Text —

Why have no great novels been written about income tax preparation? Will there someday be a lasting novel, play, or film which treats the theme tax preparation? This is a serious question. After all, preparing income tax forms is an important aspect of modern life, involving calculation, risk, and moral choice. Moreover, it provides an experience that is nearly universal. Over the years, we have seen it argued now and again in the pages of this journal that it is a function of literature to provide imaginative practice or exercise for the challenges and experiences of life. If that’s so, why doesn’t fiction treat something as familiar, onerous, and challenging as preparing income tax returns?

I borrow the example from Brett Cooke. Along with Jan Baptist Bedaux, he has edited Sociobiology and the Arts (Editions Rodopi, $25.00), a collection of essays that examines the aesthetic life of our species from the perspective of evolutionary psychology. It has appeared nearly simultaneously with another similar anthology, Biopoetics: Evolutionary Explorations in the Arts (ICUS, $16.95), which Cooke has edited with Frederick Turner. The tax remark involves questions of the boundaries of interest in any literary theme. How many people, to borrow another example, are interested in what lies a mile below the surface of Jupiter? Beyond an audience of dedicated astronomers or geologists, it would be hard to generate attention for the topic. Yet raise questions of extraterrestrial life and what it might look like, and most of us are easily fascinated. This differential interest is something that evolutionary psychology would predict. As Cooke puts it, there will be a more tireless interest on the part of the human race in, to cite a couple of random examples, the “politics of the nuclear family than in the nucleus of the atom, more in astrology than in astronomy.” [End Page 451]

Aristotle had something like the same insight long ago, claiming, for instance, that conflict within families—cases where people who ought to love each other actually hate each other—will be a more dramatic and appealing subject-matter for tragedy than, say, conflicts between strangers, however violent the latter might be. Considerations of this sort do not limit absolutely what can or cannot be the subject of a work of fiction. One can imagine a play (perhaps by Ionesco) which followed someone filling out a tax form. In a century in which bottle racks and snow shovels have been presented as works of art, or 49330 of silence (with the odd bit coughing or shuffling) presented as music, nothing can be ruled out a priori. But such modernist experiments, the Darwinians claim, will never for long capture the attention of the vast public for art, whose abiding concerns involve the same themes they always have from the archaic Greeks to this afternoon’s soap operas: love, death, adventure, and triumph over adversity.

Source material —
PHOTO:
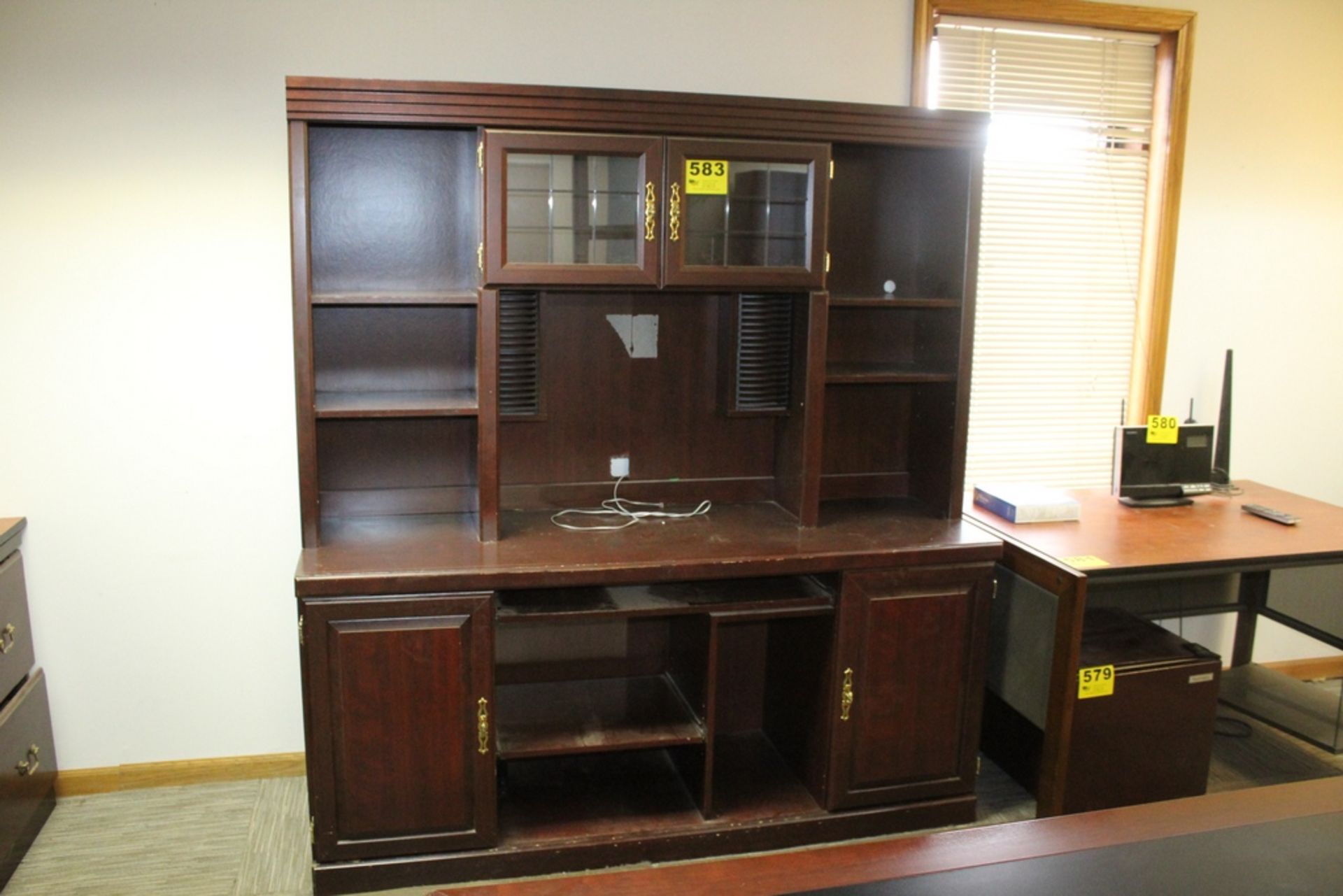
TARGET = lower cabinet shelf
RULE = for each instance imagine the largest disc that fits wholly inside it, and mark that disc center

Exercise goal —
Rewrite the passage of the text that begins at the words "Why have no" and stops after "income tax returns?", putting "burdensome" in place of "onerous". You won't need the material for this.

Reply to the task —
Why have no great novels been written about income tax preparation? Will there someday be a lasting novel, play, or film which treats the theme tax preparation? This is a serious question. After all, preparing income tax forms is an important aspect of modern life, involving calculation, risk, and moral choice. Moreover, it provides an experience that is nearly universal. Over the years, we have seen it argued now and again in the pages of this journal that it is a function of literature to provide imaginative practice or exercise for the challenges and experiences of life. If that’s so, why doesn’t fiction treat something as familiar, burdensome, and challenging as preparing income tax returns?